## Exercise brief
Return each line of the data that follows exactly as it reads.
::: Task data :::
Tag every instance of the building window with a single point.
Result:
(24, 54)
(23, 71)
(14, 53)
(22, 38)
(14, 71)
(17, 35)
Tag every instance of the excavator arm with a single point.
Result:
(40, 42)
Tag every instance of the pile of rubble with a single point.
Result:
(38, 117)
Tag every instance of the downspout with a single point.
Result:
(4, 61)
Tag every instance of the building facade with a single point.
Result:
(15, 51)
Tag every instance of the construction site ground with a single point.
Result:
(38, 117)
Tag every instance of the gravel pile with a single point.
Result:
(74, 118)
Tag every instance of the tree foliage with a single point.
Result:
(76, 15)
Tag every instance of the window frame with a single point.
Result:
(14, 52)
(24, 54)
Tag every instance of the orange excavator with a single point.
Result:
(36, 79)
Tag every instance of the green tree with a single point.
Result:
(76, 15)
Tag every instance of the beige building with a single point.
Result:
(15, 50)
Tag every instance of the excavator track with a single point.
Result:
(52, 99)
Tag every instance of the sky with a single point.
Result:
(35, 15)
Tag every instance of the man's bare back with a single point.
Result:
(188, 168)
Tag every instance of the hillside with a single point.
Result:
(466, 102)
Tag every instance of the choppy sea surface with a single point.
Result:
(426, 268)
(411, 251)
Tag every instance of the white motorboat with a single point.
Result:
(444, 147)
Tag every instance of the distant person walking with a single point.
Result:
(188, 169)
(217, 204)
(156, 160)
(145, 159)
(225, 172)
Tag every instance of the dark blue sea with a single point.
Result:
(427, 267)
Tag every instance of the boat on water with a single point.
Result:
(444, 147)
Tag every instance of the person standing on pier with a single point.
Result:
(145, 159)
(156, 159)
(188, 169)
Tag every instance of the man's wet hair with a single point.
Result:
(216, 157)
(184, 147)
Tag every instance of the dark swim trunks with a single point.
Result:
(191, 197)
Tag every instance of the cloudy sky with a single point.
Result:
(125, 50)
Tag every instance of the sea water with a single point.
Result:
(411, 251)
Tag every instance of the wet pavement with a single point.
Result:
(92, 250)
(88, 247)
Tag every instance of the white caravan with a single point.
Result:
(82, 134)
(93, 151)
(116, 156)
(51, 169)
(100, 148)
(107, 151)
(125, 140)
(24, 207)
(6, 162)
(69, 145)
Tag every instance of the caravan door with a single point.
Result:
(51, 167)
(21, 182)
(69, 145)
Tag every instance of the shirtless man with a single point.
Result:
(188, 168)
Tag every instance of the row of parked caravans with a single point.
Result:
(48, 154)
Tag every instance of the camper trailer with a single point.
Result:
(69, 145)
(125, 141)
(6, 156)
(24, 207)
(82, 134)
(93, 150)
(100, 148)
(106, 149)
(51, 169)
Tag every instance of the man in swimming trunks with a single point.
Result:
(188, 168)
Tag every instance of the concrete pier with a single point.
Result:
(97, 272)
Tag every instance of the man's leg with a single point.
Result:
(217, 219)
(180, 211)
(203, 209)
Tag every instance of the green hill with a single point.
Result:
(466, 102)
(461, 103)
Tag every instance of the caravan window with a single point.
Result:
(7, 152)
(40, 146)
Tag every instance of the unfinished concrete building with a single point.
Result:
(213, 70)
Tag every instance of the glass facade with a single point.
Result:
:::
## Written response
Tag every instance of the building window with a single point.
Result:
(24, 54)
(23, 71)
(14, 53)
(22, 38)
(14, 71)
(17, 35)
Tag every instance of the excavator arm with a single point.
Result:
(40, 42)
Tag every instance of the pile of rubble with a single point.
Result:
(38, 117)
Tag every instance of the downspout with a single point.
Result:
(4, 61)
Tag every instance of the building facade with a single point.
Result:
(15, 51)
Tag every instance of the construction site ground with a single point.
Result:
(38, 117)
Tag every instance of the gravel pile with a single point.
Result:
(74, 118)
Tag every instance of the tree foliage with a single point.
Result:
(76, 15)
Tag every instance of the window frame with a single point.
Result:
(14, 52)
(24, 54)
Tag every instance of the orange excavator with a single point.
Result:
(36, 79)
Tag every instance of the green tree with a single point.
Result:
(76, 15)
Tag every instance of the beige building with a single point.
Result:
(15, 50)
Tag every instance of the excavator track with a single point.
Result:
(52, 99)
Tag every instance of the sky with a single point.
Result:
(35, 15)
Tag every instance of the man's bare back with a single point.
Result:
(188, 168)
Tag every instance of the hillside with a single point.
Result:
(466, 102)
Tag every instance of the choppy sea surface with a single point.
Result:
(426, 268)
(411, 251)
Tag every instance of the white motorboat with a single point.
Result:
(444, 147)
Tag every instance of the distant person walking with a single point.
Result:
(188, 169)
(217, 204)
(156, 160)
(145, 159)
(225, 172)
Tag every instance of the dark blue sea with a single point.
Result:
(427, 267)
Tag every instance of the boat on water with a single point.
Result:
(444, 147)
Tag every instance of the person standing on pier with a single point.
Result:
(145, 159)
(156, 159)
(188, 169)
Tag every instance of the man's wet hair with a single point.
Result:
(216, 157)
(184, 147)
Tag every instance of the dark swim trunks with a single point.
Result:
(191, 197)
Tag every instance of the cloudy sky with a single point.
Result:
(125, 50)
Tag every instance of the sea water with a single point.
Result:
(411, 251)
Tag every instance of the wet pavement with a single point.
Result:
(92, 250)
(88, 247)
Tag every instance of the white caravan with a single point.
Result:
(82, 134)
(93, 151)
(116, 156)
(51, 169)
(100, 148)
(107, 151)
(125, 140)
(24, 207)
(6, 162)
(69, 145)
Tag every instance of the caravan door with a single point.
Result:
(51, 167)
(21, 182)
(69, 145)
Tag every instance of the shirtless man with a single point.
Result:
(188, 168)
Tag every instance of the row of parked caravans with a single point.
Result:
(48, 154)
Tag every instance of the camper trailer with a single point.
Result:
(69, 145)
(125, 141)
(6, 156)
(24, 207)
(82, 134)
(93, 150)
(100, 148)
(106, 149)
(51, 169)
Tag every instance of the man in swimming trunks with a single point.
Result:
(188, 168)
Tag every instance of the concrete pier with a single point.
Result:
(97, 272)
Tag every instance of the man's leg with a single point.
Result:
(217, 219)
(180, 211)
(203, 209)
Tag every instance of the green hill with a single point.
Result:
(466, 102)
(461, 103)
Tag every instance of the caravan window with a single point.
Result:
(7, 152)
(40, 146)
Tag every instance of the unfinished concrete building with a single point.
Result:
(213, 70)
Tag every instance of the glass facade with a single point.
Result:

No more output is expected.